Task item:
Word for word, transcribe the data below from the line with "Target: white wall house" to the line with "One point goes on each instance of the corrugated", keeping both of those lines.

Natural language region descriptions
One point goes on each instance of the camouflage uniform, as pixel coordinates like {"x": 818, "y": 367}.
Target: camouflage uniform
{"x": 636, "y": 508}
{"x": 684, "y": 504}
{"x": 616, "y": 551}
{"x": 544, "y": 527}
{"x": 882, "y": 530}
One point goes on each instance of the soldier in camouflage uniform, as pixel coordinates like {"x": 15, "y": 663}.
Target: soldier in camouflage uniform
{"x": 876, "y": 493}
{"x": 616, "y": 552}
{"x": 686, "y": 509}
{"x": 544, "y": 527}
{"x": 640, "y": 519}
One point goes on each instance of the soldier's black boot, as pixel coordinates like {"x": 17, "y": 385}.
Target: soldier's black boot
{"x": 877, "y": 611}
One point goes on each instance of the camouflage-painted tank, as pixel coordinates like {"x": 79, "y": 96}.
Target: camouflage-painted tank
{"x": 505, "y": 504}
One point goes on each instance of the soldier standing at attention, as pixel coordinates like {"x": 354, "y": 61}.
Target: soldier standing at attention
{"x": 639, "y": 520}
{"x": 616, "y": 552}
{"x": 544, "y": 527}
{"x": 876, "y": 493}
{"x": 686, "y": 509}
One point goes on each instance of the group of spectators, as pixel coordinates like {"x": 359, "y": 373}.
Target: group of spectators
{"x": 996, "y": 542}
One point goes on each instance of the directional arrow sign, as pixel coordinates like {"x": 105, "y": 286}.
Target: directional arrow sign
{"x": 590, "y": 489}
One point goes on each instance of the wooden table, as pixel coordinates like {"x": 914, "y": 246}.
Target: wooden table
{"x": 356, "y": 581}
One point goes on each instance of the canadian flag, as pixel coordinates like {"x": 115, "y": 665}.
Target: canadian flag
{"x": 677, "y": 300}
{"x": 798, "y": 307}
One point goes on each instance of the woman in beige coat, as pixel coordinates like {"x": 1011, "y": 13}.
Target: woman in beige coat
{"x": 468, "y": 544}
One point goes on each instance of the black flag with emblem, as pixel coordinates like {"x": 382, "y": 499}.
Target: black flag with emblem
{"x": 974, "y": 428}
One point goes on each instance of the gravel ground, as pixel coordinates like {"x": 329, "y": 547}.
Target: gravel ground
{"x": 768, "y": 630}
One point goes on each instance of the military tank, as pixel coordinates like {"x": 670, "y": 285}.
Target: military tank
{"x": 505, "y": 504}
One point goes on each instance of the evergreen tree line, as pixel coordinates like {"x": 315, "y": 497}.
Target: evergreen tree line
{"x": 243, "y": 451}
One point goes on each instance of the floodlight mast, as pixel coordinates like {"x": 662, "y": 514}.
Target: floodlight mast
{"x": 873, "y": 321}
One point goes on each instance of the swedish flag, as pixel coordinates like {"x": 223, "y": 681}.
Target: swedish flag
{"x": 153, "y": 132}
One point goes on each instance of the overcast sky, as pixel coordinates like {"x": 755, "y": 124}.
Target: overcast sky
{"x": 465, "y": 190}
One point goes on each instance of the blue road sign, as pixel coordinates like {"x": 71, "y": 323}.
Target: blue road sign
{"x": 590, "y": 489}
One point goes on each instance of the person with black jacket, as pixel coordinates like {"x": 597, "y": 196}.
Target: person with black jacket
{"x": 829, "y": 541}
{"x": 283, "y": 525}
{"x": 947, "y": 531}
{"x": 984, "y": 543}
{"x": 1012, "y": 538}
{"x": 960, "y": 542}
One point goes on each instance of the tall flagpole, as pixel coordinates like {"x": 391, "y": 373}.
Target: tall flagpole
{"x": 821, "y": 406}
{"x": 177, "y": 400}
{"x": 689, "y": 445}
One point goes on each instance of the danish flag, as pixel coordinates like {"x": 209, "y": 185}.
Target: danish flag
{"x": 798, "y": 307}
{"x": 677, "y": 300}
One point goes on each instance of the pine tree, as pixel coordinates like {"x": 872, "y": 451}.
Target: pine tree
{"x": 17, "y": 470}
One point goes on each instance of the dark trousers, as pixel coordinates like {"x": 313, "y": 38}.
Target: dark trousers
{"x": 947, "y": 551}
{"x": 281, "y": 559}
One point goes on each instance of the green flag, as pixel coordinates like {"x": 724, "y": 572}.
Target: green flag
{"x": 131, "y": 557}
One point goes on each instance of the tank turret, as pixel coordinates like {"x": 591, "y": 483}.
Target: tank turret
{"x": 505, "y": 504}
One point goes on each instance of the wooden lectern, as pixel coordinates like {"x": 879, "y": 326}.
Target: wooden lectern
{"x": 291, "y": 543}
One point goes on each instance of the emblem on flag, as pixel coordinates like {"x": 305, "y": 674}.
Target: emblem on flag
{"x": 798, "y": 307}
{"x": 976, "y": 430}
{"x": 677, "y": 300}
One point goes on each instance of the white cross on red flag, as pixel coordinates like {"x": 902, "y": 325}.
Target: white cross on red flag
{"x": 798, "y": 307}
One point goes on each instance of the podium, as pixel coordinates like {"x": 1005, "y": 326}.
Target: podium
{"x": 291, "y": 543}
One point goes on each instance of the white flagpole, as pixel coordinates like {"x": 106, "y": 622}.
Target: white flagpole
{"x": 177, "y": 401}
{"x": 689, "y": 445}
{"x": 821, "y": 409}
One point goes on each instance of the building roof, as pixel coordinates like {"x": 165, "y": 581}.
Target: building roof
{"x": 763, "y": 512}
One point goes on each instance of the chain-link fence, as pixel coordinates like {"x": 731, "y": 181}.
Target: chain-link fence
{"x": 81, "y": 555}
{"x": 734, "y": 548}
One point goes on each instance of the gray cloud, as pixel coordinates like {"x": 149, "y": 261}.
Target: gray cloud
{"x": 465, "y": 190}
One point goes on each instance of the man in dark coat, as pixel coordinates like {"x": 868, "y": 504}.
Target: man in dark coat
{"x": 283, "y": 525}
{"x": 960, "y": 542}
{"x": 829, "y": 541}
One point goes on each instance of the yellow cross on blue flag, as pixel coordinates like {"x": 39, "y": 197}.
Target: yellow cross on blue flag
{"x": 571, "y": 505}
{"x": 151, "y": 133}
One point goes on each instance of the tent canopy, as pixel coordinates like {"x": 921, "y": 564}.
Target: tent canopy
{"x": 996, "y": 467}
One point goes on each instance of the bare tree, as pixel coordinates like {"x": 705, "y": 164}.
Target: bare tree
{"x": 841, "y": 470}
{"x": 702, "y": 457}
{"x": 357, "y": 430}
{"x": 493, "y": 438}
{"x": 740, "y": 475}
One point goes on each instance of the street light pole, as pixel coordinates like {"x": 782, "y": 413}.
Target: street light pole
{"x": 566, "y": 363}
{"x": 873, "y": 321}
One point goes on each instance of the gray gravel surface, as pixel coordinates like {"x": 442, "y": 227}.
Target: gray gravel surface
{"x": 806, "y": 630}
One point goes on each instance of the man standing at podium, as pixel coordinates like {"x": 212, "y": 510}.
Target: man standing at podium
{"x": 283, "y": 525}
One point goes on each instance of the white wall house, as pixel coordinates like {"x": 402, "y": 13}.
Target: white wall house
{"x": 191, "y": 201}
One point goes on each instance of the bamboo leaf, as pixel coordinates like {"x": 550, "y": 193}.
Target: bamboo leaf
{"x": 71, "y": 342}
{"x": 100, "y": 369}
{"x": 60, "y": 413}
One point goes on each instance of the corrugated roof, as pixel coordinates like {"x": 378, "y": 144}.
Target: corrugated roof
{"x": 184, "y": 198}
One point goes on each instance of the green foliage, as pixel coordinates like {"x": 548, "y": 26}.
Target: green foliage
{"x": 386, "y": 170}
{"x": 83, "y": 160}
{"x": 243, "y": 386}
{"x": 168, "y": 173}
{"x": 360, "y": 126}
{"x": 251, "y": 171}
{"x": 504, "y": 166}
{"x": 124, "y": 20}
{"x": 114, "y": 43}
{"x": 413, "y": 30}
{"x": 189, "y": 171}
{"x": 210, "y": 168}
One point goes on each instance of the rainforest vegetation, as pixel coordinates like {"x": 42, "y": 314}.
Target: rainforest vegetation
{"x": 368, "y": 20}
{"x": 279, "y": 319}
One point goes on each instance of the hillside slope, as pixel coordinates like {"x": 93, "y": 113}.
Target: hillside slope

Response for this exercise:
Target: white wall house
{"x": 191, "y": 201}
One point goes on each instance of the bamboo leaf, as pixel coordinates like {"x": 550, "y": 193}.
Target: bamboo leaf
{"x": 71, "y": 342}
{"x": 100, "y": 369}
{"x": 60, "y": 413}
One point goes on each instance of the corrugated roof, as pixel coordinates like {"x": 378, "y": 144}.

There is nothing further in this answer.